- _Source extract_:
Thus spake ewilen:
An earlier thread[1] asked whether Vassal had any protection against
rigged dice rolls during online play. The conclusion there was that this
was impossible to protect against without a 3rd-party dice roller.
But I wonder if the following approach might work. Suppose two copies of
Vassal are communicating with each other. User1, using Vassal1,
initiates a dice roll.
Vassal1 transmits an encrypted, randomly-generated Seed1 to Vassal2. I’m
not an expert in cryptography by any means but it seems to me that the
seed may need to be “padded” in a way that would authenticate the value
on decryption. For example, it could consist of a series of
randomly-selected dictionary words. (There are probably better ways to
confirm that decryption has been performed using the correct key.)
Vassal2 responds to Vassal1 with an unencrypted, randomly-generated
Seed2. Vassal1 then combines the two seeds to deterministically generate
a die roll. Vassal1 sends the die roll back to Vassal2 along with the
key to decrypt Seed1. Vassal2 decrypts Seed1, authenticates it (in my
example, by confirming that the padding decrypts into dictionary words),
and confirms that the combination of the two seeds generates the same
value reported by Vassal1.
Comment?
Using a salt which is not random makes this much less secure than it
could be.
I had forgotten that it was possible to do this, thanks for reminding
me:
Each party chooses a secret number in 0,…,n-1, appends a salt, hashes
that, and tells every other party the hash. Then, each party reveals his
number and salt, which permits everyone to verify the hashes. Finally,
sum the numbers modulo n and add 1 to get a result in 1,…,n.
The security of this depends on the security of the hash function, the
quality of the RNGs the parties use, and the length of the salt. If I
can generate a hash collision, then I can choose from among two
different secret numbers to reveal. We can always devise a perfect hash
function (one with no collisions), but we can’t guarantee it will be
one which is one-way. The less salt we use, the less likely there will
be a collision, but the more likely that an attacker could brute-force
the hash function. With enough rolls, it would be possbile to guess
the seed or some internal state of a PRNG that someone uses for
generating their salt, which could also help you guess the salt.

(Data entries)
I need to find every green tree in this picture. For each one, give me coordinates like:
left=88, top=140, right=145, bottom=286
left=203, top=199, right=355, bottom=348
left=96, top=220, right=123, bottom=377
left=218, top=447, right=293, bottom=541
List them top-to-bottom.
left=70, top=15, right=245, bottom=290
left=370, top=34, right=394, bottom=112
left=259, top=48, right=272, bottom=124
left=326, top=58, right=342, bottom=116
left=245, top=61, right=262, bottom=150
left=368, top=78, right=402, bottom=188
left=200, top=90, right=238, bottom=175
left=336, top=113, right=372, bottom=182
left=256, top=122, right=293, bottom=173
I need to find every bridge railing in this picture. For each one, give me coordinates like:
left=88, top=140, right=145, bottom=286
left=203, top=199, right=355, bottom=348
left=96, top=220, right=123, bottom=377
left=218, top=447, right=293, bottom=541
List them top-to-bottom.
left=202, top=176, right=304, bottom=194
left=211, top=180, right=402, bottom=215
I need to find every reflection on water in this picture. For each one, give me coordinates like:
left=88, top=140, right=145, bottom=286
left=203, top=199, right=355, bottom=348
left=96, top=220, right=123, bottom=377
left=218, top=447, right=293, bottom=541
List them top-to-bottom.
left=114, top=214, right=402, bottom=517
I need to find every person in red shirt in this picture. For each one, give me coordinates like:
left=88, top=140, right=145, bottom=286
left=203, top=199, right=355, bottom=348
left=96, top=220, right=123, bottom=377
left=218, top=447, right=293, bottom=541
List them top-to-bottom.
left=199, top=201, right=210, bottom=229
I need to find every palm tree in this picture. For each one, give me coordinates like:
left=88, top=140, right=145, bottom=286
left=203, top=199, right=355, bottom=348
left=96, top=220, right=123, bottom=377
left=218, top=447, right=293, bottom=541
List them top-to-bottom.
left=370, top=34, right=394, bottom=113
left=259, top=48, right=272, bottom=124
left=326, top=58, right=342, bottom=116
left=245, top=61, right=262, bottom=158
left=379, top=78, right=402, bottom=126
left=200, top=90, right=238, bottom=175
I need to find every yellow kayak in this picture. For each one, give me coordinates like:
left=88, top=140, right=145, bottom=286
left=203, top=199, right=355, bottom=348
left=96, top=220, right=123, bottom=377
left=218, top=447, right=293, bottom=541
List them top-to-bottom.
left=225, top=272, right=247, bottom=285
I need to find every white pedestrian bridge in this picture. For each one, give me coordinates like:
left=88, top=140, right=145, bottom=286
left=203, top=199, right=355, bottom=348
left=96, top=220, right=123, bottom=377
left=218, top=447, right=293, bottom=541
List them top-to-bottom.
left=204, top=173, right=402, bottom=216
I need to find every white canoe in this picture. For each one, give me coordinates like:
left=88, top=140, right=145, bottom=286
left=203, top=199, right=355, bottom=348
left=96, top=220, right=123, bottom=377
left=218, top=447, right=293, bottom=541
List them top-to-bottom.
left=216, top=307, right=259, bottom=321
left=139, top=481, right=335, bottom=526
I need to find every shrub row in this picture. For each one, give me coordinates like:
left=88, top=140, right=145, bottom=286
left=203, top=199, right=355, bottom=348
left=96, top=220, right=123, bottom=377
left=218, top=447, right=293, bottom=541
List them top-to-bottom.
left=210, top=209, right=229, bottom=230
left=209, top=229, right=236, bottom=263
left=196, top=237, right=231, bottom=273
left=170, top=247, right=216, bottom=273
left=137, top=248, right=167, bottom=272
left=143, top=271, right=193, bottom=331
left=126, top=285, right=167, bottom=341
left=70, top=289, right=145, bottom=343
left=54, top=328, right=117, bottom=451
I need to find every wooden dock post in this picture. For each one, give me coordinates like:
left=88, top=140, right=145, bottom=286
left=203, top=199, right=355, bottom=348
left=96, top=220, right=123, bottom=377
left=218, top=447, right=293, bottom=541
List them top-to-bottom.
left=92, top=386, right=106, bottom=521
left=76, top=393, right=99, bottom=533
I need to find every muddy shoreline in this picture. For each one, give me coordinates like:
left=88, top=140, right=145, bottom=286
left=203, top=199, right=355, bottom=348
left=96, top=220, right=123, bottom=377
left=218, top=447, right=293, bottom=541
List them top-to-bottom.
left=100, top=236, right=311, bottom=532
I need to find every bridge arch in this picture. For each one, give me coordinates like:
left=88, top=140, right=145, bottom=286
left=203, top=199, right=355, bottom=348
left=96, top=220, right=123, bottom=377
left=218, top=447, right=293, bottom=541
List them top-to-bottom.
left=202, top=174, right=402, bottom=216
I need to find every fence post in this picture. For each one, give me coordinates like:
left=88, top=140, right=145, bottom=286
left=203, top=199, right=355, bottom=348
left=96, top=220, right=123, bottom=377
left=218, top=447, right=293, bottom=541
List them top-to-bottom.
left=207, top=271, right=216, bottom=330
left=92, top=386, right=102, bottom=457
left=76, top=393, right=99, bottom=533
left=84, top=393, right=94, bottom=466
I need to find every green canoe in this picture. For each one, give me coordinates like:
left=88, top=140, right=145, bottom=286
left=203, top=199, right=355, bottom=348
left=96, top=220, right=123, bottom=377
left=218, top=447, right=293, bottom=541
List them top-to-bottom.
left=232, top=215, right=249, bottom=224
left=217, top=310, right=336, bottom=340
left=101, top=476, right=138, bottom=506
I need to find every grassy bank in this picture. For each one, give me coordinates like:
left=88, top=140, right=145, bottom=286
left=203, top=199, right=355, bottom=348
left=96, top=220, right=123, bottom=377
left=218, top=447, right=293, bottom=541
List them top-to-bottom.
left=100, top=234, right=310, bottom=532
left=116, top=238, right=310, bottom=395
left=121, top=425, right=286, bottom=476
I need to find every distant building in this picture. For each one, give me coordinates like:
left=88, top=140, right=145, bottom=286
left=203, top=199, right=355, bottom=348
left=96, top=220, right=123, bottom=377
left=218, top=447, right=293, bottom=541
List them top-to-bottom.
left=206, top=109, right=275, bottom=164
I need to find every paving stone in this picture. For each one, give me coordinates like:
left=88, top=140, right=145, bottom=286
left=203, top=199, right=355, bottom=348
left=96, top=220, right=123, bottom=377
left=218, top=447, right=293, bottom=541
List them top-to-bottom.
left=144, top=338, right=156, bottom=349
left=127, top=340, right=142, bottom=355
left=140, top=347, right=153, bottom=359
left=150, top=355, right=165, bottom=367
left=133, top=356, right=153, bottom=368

- _Your tasks_:
- A) From the discussion of tamper-proof dice rolls in Vassal, list the three things the security of the hash-based scheme is said to depend on.
- B) Answer these about the discussion of tamper-proof dice rolls in Vassal:
(i) According to the earlier thread, what would be needed to protect against rigged dice rolls?
(ii) In the proposed approach, what could the padding on Seed1 consist of?
(iii) In the hash-based scheme, how is the final result in 1,…,n obtained from the revealed numbers?
- C) Carry on the discussion of tamper-proof dice rolls in Vassal, starting after its final sentence.

- _Responses by task_:
- A)
- The security of the hash function
- The quality of the RNGs the parties use
- The length of the salt

- B)
(i) A 3rd-party dice roller.
(ii) A series of randomly-selected dictionary words.
(iii) The numbers are summed modulo n, and 1 is added.

- C)
Finally, this method requires O(n^2) messages to be passed among n
players. The only way that a player can be certain (supposing that a
secure hash function and RNG are used) that a roll was not fudged by the
other players is to provide input himself, even for rolls to which he is
not a party. In a 6-player game, there would have to be 2*36 = 72
messages passed in order to ensure the integrity of a single die roll.
As a further consequence of this, certain kinds of secret rolls become
impossble. I know I’ve played at least one game where I have a choice
whether to make a particular roll, but my opponent is privy neither to
the result nor to whether I’ve even made the roll before the game ends.
If this roll is not an interrupt, then I could simply announce a hash at
every possible opportunity to take the roll, but hash in whether I was
in fact taking the roll. Then my opponent could anounce his hash and
secret number, and I could announce mine at the end of the game. That
would work, but could be unbelievably tedious if the roll was something
that could be done at many different points in play. If, however, the
roll was an interrupt, I see no way at all of generating such rolls
using this method without leaking information that a roll had occurred.
So, to sum up:
-
We could implement this using SHA1 and a cryptographic-quality PRNG.
-
This would not scale well to large games with many separate
occasions for dice rolling. Consider running a Car Wars game with
a large area and 20 players. Every single roll would require 800
messages to be sent over the network if you pass messages peer-to-peer.
You could reduce this by pasing all messages via a trusted third party,
but if you have trusted third party, why not just have them roll for
you?
I’ll consider implementing this in VASSAL 4, but there needs to be a
limit on the number of clients which will provide input for any given
roll.
–
J.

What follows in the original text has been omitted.